Short exercise.
Rewrite the listing below with "blue painted marking" changed to "yellow road stripe" everywhere it occurs and nothing else altered. Omit the pictures from your output.

Picture annotation listing

▼

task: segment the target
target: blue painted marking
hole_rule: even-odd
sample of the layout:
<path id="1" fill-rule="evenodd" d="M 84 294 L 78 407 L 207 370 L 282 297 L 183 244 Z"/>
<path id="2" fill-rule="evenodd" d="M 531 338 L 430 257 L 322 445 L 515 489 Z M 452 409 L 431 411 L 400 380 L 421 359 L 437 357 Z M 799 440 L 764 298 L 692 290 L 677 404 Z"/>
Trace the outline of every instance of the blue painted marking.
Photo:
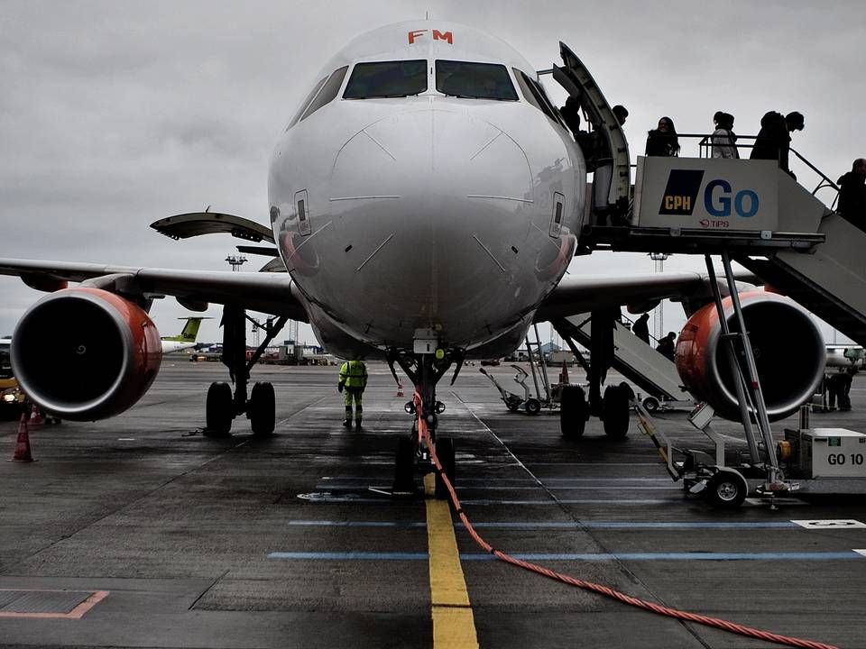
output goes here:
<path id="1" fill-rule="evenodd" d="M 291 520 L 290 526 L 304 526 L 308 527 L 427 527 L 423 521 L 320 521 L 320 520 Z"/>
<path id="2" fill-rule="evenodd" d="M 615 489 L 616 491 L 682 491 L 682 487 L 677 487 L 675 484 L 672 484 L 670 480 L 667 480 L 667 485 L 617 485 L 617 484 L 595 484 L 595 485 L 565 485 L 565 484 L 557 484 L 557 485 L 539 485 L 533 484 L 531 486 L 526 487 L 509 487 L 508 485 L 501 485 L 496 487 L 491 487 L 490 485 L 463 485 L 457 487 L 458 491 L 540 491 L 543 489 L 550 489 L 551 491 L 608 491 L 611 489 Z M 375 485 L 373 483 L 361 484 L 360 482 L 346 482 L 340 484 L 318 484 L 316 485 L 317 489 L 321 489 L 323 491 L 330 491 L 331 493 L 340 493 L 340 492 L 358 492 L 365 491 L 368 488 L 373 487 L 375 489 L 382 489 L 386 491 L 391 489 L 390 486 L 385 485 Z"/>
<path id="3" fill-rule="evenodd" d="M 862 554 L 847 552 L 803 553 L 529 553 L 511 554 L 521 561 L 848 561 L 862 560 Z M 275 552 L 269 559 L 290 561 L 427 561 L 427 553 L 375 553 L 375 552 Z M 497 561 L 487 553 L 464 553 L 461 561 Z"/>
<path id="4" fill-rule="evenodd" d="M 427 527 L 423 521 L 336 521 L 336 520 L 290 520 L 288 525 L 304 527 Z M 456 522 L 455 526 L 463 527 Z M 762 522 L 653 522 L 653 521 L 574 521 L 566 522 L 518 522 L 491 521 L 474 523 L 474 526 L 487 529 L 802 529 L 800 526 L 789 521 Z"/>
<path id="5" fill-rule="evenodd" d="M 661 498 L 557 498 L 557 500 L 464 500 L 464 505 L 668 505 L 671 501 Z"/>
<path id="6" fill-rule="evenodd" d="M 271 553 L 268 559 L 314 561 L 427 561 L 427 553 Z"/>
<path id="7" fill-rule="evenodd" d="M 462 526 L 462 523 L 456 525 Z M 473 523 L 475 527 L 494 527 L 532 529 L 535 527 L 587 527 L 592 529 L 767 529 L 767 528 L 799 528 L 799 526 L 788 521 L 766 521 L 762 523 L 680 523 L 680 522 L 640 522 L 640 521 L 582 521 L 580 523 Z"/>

▲

Solution for this task.
task: segment the target
target: yellow road stripe
hole_rule: even-odd
sample of the layout:
<path id="1" fill-rule="evenodd" d="M 84 294 L 78 407 L 207 370 L 282 297 L 183 244 Z"/>
<path id="2" fill-rule="evenodd" d="M 531 338 L 430 257 L 322 445 L 515 489 Z M 452 409 L 431 411 L 400 380 L 421 359 L 437 357 Z M 799 440 L 764 298 L 692 290 L 677 404 Z"/>
Trace the outline of every instance of the yellow road stripe.
Photo:
output goes here:
<path id="1" fill-rule="evenodd" d="M 291 520 L 290 526 L 304 526 L 308 527 L 427 527 L 423 521 L 320 521 L 320 520 Z"/>
<path id="2" fill-rule="evenodd" d="M 615 489 L 616 491 L 682 491 L 682 487 L 677 487 L 675 484 L 672 484 L 670 480 L 667 480 L 667 485 L 617 485 L 617 484 L 595 484 L 595 485 L 565 485 L 565 484 L 557 484 L 557 485 L 539 485 L 533 484 L 531 486 L 526 487 L 509 487 L 508 485 L 501 485 L 496 487 L 491 487 L 490 485 L 463 485 L 457 487 L 458 491 L 540 491 L 543 489 L 550 489 L 551 491 L 608 491 L 611 489 Z M 375 485 L 373 483 L 361 484 L 360 482 L 346 482 L 340 484 L 318 484 L 316 485 L 317 489 L 321 489 L 323 491 L 330 491 L 331 493 L 340 493 L 340 492 L 358 492 L 365 491 L 368 488 L 373 487 L 375 489 L 382 489 L 386 491 L 391 489 L 390 486 L 385 485 Z"/>
<path id="3" fill-rule="evenodd" d="M 862 554 L 847 552 L 803 553 L 529 553 L 511 554 L 521 561 L 848 561 L 862 560 Z M 275 552 L 269 559 L 290 561 L 427 561 L 427 553 L 375 553 L 375 552 Z M 497 561 L 487 553 L 464 553 L 461 561 Z"/>
<path id="4" fill-rule="evenodd" d="M 427 527 L 423 521 L 336 521 L 336 520 L 290 520 L 288 525 L 304 527 Z M 456 522 L 455 526 L 463 527 Z M 762 522 L 653 522 L 653 521 L 574 521 L 566 522 L 518 522 L 491 521 L 474 523 L 474 526 L 487 529 L 802 529 L 800 526 L 789 521 Z"/>
<path id="5" fill-rule="evenodd" d="M 661 498 L 557 498 L 557 500 L 464 500 L 464 505 L 668 505 L 671 501 Z"/>
<path id="6" fill-rule="evenodd" d="M 271 553 L 268 559 L 314 561 L 427 561 L 427 553 Z"/>
<path id="7" fill-rule="evenodd" d="M 462 526 L 462 523 L 456 525 Z M 473 523 L 475 527 L 494 527 L 532 529 L 535 527 L 587 527 L 592 529 L 767 529 L 767 528 L 799 528 L 799 526 L 788 521 L 766 521 L 762 523 L 680 523 L 680 522 L 640 522 L 640 521 L 582 521 L 580 523 Z"/>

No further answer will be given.